_ACTION ITEM_:
If a line of the data below contains the string "like", copy it into your answer.

*** PROVIDED DATA Section Begins ***

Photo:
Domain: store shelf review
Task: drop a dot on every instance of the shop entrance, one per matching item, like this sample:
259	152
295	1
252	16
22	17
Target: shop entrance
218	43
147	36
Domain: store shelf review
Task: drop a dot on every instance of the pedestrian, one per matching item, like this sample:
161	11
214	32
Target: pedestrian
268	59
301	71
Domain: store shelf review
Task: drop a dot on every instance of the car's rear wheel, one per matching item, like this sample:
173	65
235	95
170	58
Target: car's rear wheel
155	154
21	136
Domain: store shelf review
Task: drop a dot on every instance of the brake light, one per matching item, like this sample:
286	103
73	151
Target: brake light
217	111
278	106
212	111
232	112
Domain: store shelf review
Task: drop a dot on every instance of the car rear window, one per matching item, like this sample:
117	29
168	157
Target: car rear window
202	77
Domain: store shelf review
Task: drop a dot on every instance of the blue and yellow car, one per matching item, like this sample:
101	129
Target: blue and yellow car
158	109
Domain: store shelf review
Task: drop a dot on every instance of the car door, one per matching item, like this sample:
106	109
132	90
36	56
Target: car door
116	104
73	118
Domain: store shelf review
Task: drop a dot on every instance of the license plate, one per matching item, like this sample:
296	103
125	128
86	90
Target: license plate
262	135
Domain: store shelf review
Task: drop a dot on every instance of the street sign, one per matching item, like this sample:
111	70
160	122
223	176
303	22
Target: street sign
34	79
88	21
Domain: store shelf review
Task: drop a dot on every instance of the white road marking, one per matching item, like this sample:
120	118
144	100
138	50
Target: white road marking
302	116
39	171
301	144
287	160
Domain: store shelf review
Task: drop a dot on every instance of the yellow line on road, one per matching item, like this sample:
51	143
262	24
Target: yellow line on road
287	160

*** PROVIDED DATA Section Ends ***
*** PROVIDED DATA Section Begins ***

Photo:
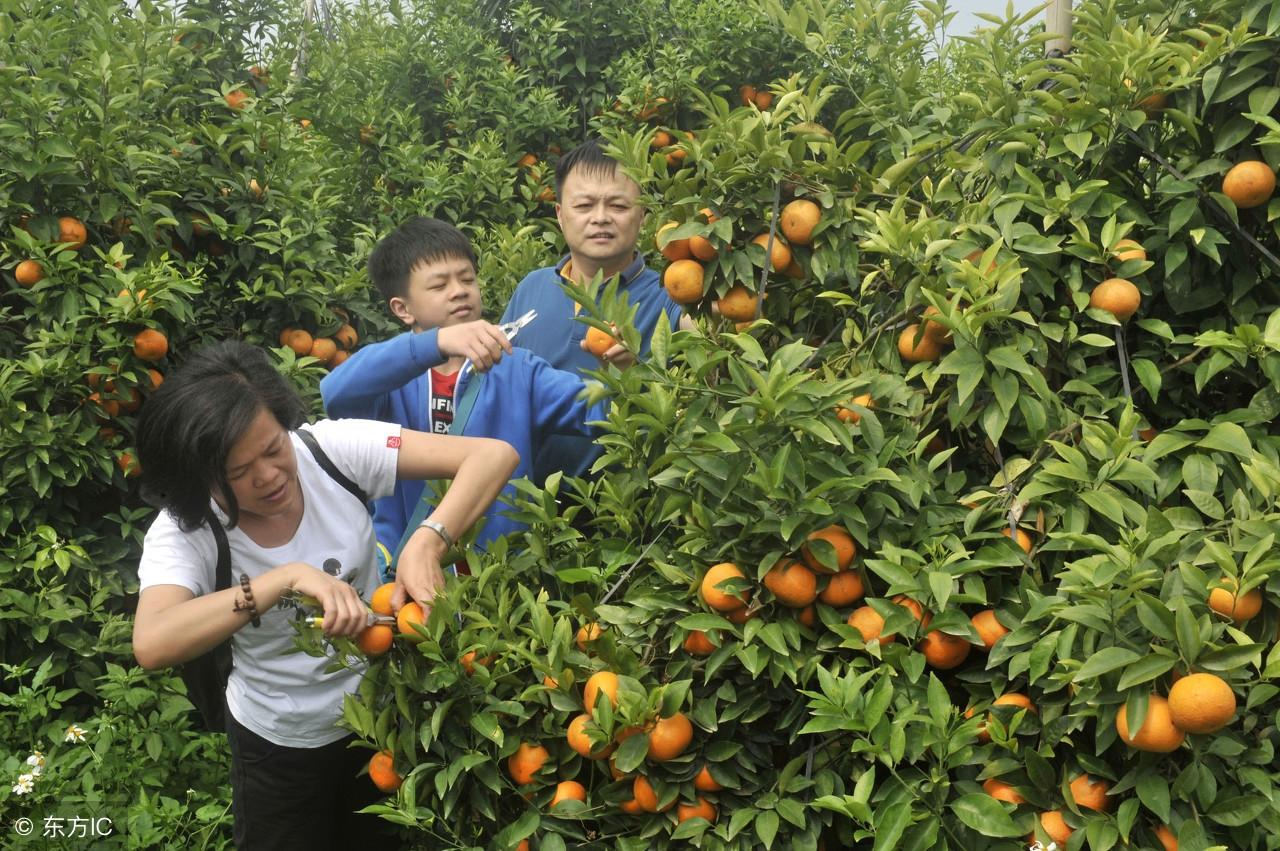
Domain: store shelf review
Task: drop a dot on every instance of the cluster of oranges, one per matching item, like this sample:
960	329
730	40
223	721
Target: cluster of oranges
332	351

*** PROVIDED DATA Section Ends ***

_SOLUTION TO THIS TASK_:
Task: drop a dot on every instance of the shop entrance, one per matching item, like this sample:
Task: drop a dot on every instance of the pedestrian, one per matching item, like this sample:
Task: drop a dot on every instance of the car's rear wheel, one per matching item, like this sample:
Task: drop a dot on every instance of the brake light, one per matching item, like this sample:
Task: drop a dot on every instance of the car rear window, one per matching item, like this sample:
Task: drop a dot on every instance of the blue and yellow car, one per matching item, like this sample:
Task: drop a dot on every instance of the car door, one per matching item, like this sample:
Task: drop a dot on every instance of the license plate, one per matching item, like this sample:
Task: drop a dot on every instance of the street sign, one per matching item, like this sample:
Task: drop a dot on every instance of the white road marking, one per matching item, like this sample:
Task: drop a dot on every instance of the yellow line on road, one per matching item, like this sample:
Task: drop a dot on every instance of the cluster of oranges, one per matching item, like this sample:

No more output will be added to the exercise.